> _問題 A_
防空監視哨についての記事を読み、次の問いに答えてください。
(i) 多田仁さんは何年にわたって防空監視哨を調査していますか。
(ii) 敵機の飛来を確認すると、その情報はどこに伝えられましたか。
(iii) 写真を保管していたのは誰ですか。

-------- 対象の記事

敵機を見張る軍事施設“防空監視哨” 10代で任務に就いた亡き夫… 80年前の写真が語る少年たちの戦争 #戦争の記憶

太平洋戦争中に撮影された1枚の写真。かつて愛媛県新居浜市にあった軍事施設の前で撮られた、貴重なものであることがわかりました。画像が物語る戦争とは。

敵の飛行機を見張るための施設「防空監視哨」

郷土の歴史や文化などを研究する民間の団体「伊予史談会」のメンバー、多田仁(ただ・じん)さん(56)。7年にわたり防空監視哨(ぼうくうかんししょう)と呼ばれる軍事施設を調査しています。

太平洋戦争中に作られた防空監視哨は、敵の飛行機を見張るための施設です。敵機の飛来を確認すると本部に伝えられ、その情報をもとに各地に空襲警報が出されていました。ただ、わずかに現存している跡地以外に、監視哨に関する記録はほとんど残っておらず、詳しい実態はわかっていません。

多田さんが今年入手した1枚の写真。新居浜市にあった監視哨の前で、1943年に撮影されたと見られています。多田さんは「監視哨の見張り担当=哨員(しょういん)と女性たちが写った写真は極めて珍しい」と話します。

多田さん 「今まで証言や記録で得られていた女子青年団あるいは勤労奉仕隊、挺身隊みたいなもの。そうした女性たちが慰問に来ているという事実が、ここではっきり写真に残されたということですね」

亡き夫が監視哨の任務に 国を守るため未成年の少年・少女も動員

多田さんが訪ねたのは、新居浜市在住の小野美重子(みえこ)さん(94)。写真は、亡くなった夫・清里(きよさと)さんが保管していました。

多田さん
「監視哨、この建物をご覧になっていますか?」

----------------

> _問題 B_
エントリーのうち、文字列「cloud」を含む行をすべて見つけ、一行ずつ書き写してください。大文字と小文字は区別します。

-------- エントリー抜粋

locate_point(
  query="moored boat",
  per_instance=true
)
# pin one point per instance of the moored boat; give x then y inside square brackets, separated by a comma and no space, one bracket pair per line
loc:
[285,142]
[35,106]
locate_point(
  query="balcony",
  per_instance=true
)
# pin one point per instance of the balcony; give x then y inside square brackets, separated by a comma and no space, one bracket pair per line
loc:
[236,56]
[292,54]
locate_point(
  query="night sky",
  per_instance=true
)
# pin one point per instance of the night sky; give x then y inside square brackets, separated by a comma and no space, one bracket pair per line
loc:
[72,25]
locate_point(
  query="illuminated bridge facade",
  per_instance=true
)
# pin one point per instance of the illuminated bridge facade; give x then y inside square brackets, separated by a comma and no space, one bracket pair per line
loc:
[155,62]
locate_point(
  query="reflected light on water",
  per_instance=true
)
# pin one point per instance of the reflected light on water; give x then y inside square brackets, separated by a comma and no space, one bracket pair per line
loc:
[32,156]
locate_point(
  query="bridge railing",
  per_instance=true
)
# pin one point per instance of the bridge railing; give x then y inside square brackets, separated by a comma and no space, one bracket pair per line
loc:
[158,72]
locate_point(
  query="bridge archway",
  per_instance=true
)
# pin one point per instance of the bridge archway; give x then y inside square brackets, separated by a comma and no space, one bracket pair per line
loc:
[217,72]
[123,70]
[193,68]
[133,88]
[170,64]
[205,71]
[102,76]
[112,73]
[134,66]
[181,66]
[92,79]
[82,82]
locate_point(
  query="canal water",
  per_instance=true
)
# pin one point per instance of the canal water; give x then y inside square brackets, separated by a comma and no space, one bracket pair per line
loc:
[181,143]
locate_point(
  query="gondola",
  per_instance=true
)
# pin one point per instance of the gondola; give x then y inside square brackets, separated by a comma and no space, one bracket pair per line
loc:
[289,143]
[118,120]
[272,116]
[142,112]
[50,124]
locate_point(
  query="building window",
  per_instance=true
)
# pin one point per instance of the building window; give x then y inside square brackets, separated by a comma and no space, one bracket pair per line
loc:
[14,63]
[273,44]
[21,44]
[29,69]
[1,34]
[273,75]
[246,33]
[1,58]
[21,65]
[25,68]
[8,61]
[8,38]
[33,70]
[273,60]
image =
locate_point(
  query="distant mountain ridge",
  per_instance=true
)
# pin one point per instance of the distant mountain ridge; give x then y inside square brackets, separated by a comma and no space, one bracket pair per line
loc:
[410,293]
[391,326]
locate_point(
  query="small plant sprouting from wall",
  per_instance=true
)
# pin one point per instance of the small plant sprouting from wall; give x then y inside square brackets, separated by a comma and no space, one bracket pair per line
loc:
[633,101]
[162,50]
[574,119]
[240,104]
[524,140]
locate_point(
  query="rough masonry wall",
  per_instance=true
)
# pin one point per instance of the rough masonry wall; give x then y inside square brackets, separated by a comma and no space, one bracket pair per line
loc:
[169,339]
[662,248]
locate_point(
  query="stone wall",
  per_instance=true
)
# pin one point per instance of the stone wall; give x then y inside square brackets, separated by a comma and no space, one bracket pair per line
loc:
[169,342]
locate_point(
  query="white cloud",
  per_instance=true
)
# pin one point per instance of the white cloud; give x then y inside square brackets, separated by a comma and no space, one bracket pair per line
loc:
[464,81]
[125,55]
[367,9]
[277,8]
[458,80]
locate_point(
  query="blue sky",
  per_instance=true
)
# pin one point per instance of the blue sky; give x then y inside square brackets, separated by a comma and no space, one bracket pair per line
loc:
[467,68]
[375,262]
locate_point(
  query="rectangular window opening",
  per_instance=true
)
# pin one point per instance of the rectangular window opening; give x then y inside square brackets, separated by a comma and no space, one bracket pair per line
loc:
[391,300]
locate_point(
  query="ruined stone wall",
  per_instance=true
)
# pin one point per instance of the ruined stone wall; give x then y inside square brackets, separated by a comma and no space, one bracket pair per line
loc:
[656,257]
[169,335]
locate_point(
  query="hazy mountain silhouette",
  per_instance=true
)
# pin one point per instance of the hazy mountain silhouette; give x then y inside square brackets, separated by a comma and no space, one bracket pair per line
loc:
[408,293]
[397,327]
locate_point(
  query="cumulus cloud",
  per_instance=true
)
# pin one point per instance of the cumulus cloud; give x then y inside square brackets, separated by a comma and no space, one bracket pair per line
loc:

----------------

> _解答 A_
(i) 7年
(ii) 本部
(iii) 小野美重子さんの亡くなった夫・清里さん

> _解答 B_
  query="white cloud",
# pin one point per instance of the white cloud; give x then y inside square brackets, separated by a comma and no space, one bracket pair per line
  query="cumulus cloud",
# pin one point per instance of the cumulus cloud; give x then y inside square brackets, separated by a comma and no space, one bracket pair per line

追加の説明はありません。